→ **任务说明**
A – 输出RHCS介绍中的一段原文，从“特点:可以100多台机器作为节点”开始，一直到“S)、栅设备(FENCE)。”为止，且包括“S)、栅设备(FENCE)。”本身。
B – 把RHCS介绍中以“RHCS是RedHatClusterSuite的缩写”开头的那一段改写成简短的要点列表，保留其主要事实。

RHCS是RedHatClusterSuite的缩写,也就是红帽子集群套件,RHCS是一个能够提供高可用性、高可靠性、负载均衡、存储共享且经济廉价的集群工具集合,它将集群系统中三大集群架构融合一体,可以给web应用、数据库应用等提供安全、稳定的运行环境。
特点:可以100多台机器作为节点
服务不需要集群软件
共享存储是有用的,不是必须的
网络电源切换需要为多机器服务
红帽集群套件进程:
这是RHCS集群的一个基础套件,提供一个集群的基本功能,使各个节点组成集群在一起工作,具体包含分布式集群管理器(CMAN)、成员关系管理、锁管理(DLM)、配置文件管理(CCS)、栅设备(FENCE)。
集群配置系统:ccsd(cluster configure system)
高可用管理:aisexec:集群建通信、成员管理
Rgmanager:集群资源管理
共享存储:dlm:分布式锁机制
部署:luci和system-config-cluster方式配集群
配置文件:
/etc/cluster/cluster.conf
1、配置centos源
如果可以联网,我们可以使用centsos源来进行yum安装
#vi /etc/yum.conf
[base]
name=Red Hat Enterprise Linux $releasever -Base
baseurl=http://ftp.twaren.net/Linux/CentOS/5/os/$basearch/
gpgcheck=1
[update]
name=Red Hat Enterprise Linux $releasever -Updates
baseurl=http://ftp.twaren.net/Linux/CentOS/5/updates/$basearch/
gpgcheck=1
[extras]
name=Red Hat Enterprise Linux $releasever -Extras
baseurl=http://ftp.twaren.net/Linux/CentOS/5/extras/$basearch/
gpgcheck=1
[addons]
name=Red Hat Enterprise Linux $releasever -Addons
baseurl=http://ftp.twaren.net/Linux/CentOS/5/addons/$basearch/
gpgcheck=1
Yum install scsi-target*
RHA5上用yum安装程序时候,出现下面的异常问题:
Is this ok [y/N]: y
Downloading Packages:
warning: rpmts_HdrFromFdno: Header V3 DSA signature: NOKEY, key ID e8562897
RHA5
解决办法:
rpm --import http://centos.ustc.edu.cn/centos/RPM-GPG-KEY-CentOS-5
如果是低版本,可以使用
rpm --import http://centos.ustc.edu.cn/centos/RPM-GPG-KEY-centos4
如果本地没有联网,则可以配置一个本地光盘yum源
#vi /etc/yum.conf
[Base]
name=RHEL5 ISO Base
baseurl=file:///media/cdrom/Server
enabled=1
gpgcheck=0
[Cluster]
name=RHEL5 ISO Cluster
baseurl=file:///media/cdrom/Cluster
enabled=1
gpgcheck=0
2.2部署集群软件
Yum install ricci
Chkconfig ricci on
Service ricci restart
Yum install luci 配置管理节软件luci
[root@localhost iscsi]# luci_admin init 设置luci密码
Initializing the luci server
Creating the 'admin' user
Enter password:
Confirm password:
Please wait...

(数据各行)
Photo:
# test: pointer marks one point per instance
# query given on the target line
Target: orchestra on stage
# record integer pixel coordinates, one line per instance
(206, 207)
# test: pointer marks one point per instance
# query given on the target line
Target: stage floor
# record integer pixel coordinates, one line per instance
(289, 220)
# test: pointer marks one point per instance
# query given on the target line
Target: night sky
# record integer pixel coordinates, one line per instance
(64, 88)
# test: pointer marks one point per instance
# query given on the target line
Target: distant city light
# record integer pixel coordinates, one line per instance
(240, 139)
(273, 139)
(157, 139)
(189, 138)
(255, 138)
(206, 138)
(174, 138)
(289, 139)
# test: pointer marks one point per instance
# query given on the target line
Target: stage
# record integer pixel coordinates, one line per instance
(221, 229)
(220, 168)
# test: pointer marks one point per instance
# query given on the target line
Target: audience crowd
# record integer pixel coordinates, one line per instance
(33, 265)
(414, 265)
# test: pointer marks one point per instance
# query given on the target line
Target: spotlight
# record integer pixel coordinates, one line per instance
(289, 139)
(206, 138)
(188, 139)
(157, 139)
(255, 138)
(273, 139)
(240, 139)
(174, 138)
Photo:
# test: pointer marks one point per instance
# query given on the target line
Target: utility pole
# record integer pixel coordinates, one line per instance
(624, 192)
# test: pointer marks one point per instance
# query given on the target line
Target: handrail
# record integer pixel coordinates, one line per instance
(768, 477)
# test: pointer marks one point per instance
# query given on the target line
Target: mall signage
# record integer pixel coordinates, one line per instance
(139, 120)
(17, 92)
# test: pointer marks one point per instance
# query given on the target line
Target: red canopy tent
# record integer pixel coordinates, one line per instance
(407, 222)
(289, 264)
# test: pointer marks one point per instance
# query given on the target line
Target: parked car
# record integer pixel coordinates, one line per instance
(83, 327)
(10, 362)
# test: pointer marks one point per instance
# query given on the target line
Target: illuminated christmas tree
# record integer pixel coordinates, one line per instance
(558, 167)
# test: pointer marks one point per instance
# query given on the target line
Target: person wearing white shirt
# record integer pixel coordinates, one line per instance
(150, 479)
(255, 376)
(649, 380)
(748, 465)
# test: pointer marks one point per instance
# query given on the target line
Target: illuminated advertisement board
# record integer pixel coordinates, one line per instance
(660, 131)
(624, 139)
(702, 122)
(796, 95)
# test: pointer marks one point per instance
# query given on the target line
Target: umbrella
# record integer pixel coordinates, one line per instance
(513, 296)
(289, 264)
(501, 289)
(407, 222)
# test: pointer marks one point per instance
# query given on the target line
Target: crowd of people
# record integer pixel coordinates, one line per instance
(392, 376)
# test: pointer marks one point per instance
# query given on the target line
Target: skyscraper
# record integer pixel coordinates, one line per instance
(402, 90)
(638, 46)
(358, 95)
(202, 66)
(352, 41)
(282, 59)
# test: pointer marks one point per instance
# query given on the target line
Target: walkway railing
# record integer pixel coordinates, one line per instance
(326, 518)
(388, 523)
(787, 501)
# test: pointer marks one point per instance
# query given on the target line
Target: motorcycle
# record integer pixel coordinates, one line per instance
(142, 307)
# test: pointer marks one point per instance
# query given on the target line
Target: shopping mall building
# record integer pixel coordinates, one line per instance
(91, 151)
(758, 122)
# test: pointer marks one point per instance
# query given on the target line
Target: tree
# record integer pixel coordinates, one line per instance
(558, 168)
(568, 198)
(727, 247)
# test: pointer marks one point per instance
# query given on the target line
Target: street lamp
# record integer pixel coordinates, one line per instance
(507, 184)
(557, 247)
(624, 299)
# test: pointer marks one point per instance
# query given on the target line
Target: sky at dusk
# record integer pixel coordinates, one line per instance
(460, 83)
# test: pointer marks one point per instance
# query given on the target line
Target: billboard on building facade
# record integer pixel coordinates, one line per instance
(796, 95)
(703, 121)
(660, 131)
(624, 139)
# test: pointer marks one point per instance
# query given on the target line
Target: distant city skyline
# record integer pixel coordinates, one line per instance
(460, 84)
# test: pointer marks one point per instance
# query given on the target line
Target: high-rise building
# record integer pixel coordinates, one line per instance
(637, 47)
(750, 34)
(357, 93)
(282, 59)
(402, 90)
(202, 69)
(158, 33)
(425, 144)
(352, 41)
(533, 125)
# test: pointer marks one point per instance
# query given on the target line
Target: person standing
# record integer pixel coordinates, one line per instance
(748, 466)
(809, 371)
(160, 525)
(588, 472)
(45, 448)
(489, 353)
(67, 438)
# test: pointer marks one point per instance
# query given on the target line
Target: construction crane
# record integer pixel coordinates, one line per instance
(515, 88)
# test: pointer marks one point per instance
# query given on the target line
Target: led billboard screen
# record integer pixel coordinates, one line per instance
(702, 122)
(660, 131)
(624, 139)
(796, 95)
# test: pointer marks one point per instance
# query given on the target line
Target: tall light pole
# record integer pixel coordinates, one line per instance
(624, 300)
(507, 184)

→ **参考答案**
A –
特点:可以100多台机器作为节点
服务不需要集群软件
共享存储是有用的,不是必须的
网络电源切换需要为多机器服务
红帽集群套件进程:
这是RHCS集群的一个基础套件,提供一个集群的基本功能,使各个节点组成集群在一起工作,具体包含分布式集群管理器(CMAN)、成员关系管理、锁管理(DLM)、配置文件管理(CCS)、栅设备(FENCE)。

B –
- RHCS是RedHatClusterSuite的缩写，即红帽子集群套件。
- 它是一个集群工具集合，能提供高可用性、高可靠性、负载均衡和存储共享，并且经济廉价。
- 它把集群系统中的三大集群架构融为一体。
- 它可以为web应用、数据库应用等提供安全、稳定的运行环境。